§ SOURCE DOCUMENT
Urban Farming: Neither white, nor middle aged, nor midwest - not the typical image of a farmer, nor white, hippie, and new-age - not the typical image of an urban farmer...

--

Hillary Clinton: Leader of the Opposition?

--

The Gospel Of Jesus' Wife

The problem is not scientific testing to prove age and/or accuracy of material composition; it's possible to buy a piece of papyrus of the right age, make up ink, learn an ancient language, and fake something that's correct in all the material particulars and will pass rigourous scientific testing.

The problem is provenance - whose hands it passed through, the chain of people and memory and connection - the things which are much harder to fake.

--

How Germany Resisted Populism

To me, this article indicates quite clearly why Republicans aren't interested in 'equality'. When people think they're hard done by, they fall back on racist animus and the "us vs. them" proposition - they close ranks and shut out the outsider, whether that's people of a different religion, a different skin colour, or a different mentality.

--

How To Deal With North Korea (Or Not)

Why sometimes having the bigger weapon doesn't help.

--

White Christian America Called: They Want Their Supremacy Back:
White evangelicals have entered a grand bargain with the self-described master dealmaker, with high hopes that this alliance will turn back the clock. And Donald Trump’s installation as the 45th president of the United States may in fact temporarily prop up, by pure exertions of political and legal power, what white Christian Americans perceive they have lost. But these short-term victories will come at an exorbitant price. Like Esau, who exchanged his inheritance for a pot of stew, white evangelicals have traded their distinctive values for fleeting political power. Twenty years from now, there is little chance that 2016 will be celebrated as the revival of White Christian America, no matter how many Christian right leaders are installed in positions of power over the next four years. Rather, this election will mostly likely be remembered as the one in which white evangelicals traded away their integrity and influence in a gambit to resurrect their past.

§ GIVEN REQUEST
In the source text, what does the note on the Gospel of Jesus' Wife identify as the real problem, the thing much harder to fake?

§ DATA SECTION
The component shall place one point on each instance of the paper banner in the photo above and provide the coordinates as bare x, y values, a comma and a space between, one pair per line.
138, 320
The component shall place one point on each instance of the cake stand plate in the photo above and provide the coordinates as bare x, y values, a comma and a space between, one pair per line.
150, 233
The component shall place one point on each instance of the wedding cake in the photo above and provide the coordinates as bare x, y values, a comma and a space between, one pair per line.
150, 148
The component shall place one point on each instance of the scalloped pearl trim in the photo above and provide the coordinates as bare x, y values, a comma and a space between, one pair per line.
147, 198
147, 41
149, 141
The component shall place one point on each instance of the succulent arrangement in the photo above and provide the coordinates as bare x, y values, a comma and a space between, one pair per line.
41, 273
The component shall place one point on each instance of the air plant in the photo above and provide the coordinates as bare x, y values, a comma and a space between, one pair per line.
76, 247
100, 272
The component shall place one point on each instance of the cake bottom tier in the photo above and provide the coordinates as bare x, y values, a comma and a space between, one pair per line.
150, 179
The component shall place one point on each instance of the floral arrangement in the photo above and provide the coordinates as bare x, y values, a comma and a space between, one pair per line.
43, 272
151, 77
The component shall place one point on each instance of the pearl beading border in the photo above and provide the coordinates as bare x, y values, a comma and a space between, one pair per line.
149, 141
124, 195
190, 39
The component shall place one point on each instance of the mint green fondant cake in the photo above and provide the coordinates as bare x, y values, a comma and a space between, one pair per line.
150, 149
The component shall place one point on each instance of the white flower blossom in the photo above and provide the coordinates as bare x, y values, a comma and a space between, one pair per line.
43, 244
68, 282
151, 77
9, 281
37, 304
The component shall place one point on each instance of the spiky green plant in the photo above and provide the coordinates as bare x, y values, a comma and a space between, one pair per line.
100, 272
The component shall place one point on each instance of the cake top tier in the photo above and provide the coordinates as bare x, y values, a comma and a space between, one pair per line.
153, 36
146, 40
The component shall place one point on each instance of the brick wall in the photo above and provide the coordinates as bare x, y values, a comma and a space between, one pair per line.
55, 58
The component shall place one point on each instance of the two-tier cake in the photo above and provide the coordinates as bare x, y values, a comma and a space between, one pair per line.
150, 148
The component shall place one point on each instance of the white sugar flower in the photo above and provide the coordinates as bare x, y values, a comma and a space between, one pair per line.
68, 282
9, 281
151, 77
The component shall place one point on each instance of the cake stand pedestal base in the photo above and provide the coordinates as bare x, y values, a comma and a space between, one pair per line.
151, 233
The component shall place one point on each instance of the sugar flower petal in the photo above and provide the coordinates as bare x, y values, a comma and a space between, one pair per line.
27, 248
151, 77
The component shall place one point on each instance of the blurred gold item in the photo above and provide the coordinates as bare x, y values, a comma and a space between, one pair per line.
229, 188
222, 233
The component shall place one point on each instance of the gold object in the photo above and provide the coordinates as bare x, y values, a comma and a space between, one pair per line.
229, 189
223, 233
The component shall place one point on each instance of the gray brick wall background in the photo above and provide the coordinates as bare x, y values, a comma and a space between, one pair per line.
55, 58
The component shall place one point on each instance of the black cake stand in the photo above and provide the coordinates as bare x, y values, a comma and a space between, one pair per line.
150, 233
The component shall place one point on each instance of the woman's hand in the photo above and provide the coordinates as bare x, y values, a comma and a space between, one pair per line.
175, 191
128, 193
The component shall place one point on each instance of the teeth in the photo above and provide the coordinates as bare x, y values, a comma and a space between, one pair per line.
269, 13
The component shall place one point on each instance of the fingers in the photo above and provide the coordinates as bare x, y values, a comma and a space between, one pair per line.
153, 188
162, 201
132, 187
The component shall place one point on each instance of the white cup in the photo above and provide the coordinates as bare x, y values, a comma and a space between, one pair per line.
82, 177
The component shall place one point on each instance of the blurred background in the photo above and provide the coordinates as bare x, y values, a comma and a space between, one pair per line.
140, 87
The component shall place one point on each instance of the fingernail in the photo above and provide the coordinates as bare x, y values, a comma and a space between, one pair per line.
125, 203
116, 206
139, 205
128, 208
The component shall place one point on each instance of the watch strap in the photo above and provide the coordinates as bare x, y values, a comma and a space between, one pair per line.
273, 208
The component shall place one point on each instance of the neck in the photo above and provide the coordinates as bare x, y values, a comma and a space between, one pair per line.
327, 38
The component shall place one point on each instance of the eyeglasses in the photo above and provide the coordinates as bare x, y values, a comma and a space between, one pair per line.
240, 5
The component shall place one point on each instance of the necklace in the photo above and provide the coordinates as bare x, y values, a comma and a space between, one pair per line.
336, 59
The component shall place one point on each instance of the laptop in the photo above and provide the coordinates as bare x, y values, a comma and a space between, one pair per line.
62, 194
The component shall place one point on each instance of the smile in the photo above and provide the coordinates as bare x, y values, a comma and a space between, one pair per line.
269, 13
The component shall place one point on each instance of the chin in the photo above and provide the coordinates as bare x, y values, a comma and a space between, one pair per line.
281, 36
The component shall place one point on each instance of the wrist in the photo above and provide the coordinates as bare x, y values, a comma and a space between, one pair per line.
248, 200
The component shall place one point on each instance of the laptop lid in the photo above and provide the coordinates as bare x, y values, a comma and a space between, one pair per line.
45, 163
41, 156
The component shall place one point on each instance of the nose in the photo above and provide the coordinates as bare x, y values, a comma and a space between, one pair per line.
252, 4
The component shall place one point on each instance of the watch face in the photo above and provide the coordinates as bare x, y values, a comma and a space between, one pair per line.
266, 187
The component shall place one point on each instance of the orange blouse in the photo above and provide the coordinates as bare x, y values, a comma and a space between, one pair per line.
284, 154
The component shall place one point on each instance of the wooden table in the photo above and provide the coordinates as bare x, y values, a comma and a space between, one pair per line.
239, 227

§ THE REPLY
Provenance: whose hands it passed through, the chain of people and memory and connection.